(Exercise material)

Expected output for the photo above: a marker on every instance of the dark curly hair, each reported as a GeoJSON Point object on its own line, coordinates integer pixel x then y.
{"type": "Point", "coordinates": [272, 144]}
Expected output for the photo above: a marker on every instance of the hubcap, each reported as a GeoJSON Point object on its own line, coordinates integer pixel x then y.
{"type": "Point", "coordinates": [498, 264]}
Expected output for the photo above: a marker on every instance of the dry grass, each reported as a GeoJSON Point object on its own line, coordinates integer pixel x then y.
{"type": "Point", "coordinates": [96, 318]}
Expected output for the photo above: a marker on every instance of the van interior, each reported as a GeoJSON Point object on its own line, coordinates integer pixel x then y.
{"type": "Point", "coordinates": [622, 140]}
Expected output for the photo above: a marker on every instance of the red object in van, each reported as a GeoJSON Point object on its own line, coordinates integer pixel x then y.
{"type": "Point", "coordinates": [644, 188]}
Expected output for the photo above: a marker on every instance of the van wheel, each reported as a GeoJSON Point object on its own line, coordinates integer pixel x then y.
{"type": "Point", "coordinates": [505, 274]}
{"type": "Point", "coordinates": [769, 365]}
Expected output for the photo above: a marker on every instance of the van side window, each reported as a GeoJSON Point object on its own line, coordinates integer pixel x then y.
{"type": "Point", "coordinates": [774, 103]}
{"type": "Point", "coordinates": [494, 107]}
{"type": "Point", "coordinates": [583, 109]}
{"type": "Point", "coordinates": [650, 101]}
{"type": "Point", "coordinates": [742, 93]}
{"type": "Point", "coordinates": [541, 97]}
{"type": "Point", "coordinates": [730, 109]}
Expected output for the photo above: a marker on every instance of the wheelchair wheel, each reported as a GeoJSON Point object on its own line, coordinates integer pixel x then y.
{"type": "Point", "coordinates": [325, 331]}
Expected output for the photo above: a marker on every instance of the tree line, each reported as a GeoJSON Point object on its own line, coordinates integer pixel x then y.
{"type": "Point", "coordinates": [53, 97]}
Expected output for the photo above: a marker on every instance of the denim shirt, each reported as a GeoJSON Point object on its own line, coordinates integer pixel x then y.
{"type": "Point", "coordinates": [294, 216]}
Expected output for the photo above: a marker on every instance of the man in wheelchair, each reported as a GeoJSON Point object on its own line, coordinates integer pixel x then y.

(End Exercise material)

All that is needed is the line containing "the van side" and each line after it to the end of the data above, set down exactly.

## Answer
Expected output for the photo above: a marker on every instance of the van side window, each reported as a GeoJSON Point object on its own line, coordinates integer pixel x then y.
{"type": "Point", "coordinates": [774, 103]}
{"type": "Point", "coordinates": [494, 107]}
{"type": "Point", "coordinates": [583, 109]}
{"type": "Point", "coordinates": [650, 101]}
{"type": "Point", "coordinates": [742, 93]}
{"type": "Point", "coordinates": [541, 97]}
{"type": "Point", "coordinates": [730, 109]}
Expected output for the photo above: a marker on every instance of the wheelchair wheel, each reported as a GeoJSON Point object on its own line, coordinates integer pixel x then y.
{"type": "Point", "coordinates": [325, 331]}
Expected output for the photo above: a marker on every instance of the tree line, each reported as a GeoJSON Point object on its own line, coordinates integer pixel x then y.
{"type": "Point", "coordinates": [53, 97]}
Expected output for the photo above: a marker on every instance of the denim shirt, each reported as a GeoJSON Point object on its own line, coordinates integer pixel x then y.
{"type": "Point", "coordinates": [294, 216]}
Expected output for the photo above: a marker on every instance of the man in wheelchair, each reported as a GeoJSON Point object on its own line, coordinates integer pixel x then y.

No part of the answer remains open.